Problem to solve: Please give again, word for word, the lines that lie between the start of the listing below and the line with "Target: wooden desk", both included.

------------------------------------

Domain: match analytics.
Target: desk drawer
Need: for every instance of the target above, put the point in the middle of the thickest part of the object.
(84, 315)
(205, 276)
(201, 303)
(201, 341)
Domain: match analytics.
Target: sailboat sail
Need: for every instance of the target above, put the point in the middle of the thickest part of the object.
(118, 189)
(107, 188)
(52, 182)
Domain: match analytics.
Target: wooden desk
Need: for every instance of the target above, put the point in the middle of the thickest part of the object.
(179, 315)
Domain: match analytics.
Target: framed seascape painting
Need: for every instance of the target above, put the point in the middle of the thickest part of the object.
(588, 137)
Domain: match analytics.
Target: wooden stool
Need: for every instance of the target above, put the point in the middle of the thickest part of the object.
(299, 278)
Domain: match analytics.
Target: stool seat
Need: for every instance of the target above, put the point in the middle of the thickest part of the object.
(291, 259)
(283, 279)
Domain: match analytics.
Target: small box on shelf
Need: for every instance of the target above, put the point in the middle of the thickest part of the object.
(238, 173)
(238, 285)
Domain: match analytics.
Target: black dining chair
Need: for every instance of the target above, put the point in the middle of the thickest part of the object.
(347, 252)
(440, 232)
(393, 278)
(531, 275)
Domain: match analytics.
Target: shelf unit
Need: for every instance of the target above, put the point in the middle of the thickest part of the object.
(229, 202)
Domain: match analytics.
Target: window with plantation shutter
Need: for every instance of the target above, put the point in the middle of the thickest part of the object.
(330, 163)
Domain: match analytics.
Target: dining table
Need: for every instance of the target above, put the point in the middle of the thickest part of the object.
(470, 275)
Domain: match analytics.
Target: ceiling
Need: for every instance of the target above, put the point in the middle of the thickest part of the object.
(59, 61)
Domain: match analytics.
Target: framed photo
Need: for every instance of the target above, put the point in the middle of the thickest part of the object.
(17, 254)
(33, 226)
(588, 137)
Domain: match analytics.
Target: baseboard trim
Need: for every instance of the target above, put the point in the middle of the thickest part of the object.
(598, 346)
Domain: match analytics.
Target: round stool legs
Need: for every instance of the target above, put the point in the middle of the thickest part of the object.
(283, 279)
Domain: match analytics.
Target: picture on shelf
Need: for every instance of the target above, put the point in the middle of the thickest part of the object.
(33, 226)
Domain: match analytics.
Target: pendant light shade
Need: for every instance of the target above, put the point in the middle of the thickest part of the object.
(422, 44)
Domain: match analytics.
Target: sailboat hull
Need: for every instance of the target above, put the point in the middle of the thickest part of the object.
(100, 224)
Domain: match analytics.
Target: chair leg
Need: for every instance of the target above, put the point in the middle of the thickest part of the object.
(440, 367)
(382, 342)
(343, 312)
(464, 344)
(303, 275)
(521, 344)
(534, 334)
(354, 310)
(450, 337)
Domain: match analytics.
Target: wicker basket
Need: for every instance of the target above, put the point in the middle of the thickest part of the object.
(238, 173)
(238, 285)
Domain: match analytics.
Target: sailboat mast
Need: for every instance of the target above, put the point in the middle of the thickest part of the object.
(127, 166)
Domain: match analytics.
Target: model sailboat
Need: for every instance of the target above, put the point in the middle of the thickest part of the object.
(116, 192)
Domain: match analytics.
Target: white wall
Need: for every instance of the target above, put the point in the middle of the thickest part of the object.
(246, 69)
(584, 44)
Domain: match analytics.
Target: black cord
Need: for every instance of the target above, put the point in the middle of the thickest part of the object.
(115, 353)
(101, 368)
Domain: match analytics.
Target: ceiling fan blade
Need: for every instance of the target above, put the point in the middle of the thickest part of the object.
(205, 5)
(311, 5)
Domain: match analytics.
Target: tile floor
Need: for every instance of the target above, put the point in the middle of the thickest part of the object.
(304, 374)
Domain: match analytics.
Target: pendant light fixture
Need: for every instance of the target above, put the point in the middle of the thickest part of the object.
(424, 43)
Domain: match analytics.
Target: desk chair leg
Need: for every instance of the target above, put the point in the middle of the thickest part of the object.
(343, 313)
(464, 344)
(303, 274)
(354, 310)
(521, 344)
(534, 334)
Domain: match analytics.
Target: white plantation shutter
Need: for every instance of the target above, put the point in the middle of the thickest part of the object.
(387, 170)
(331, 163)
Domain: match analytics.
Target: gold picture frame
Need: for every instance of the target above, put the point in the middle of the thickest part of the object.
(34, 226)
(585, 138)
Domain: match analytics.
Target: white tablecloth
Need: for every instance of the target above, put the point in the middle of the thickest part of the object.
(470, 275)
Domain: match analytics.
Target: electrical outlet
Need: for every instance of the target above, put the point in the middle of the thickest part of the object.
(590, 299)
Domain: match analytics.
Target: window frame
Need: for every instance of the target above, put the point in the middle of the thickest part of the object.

------------------------------------

The completed task:
Domain: match analytics.
Target: desk drawer
Need: for every instance of the target above, put the point in the middle of the thickest part of the object.
(84, 315)
(205, 276)
(201, 303)
(201, 341)
Domain: match analytics.
Target: sailboat sail
Need: for every instance of the target above, put the point in the middle of the thickest part of the object.
(118, 189)
(107, 188)
(52, 182)
Domain: match analytics.
Target: wooden desk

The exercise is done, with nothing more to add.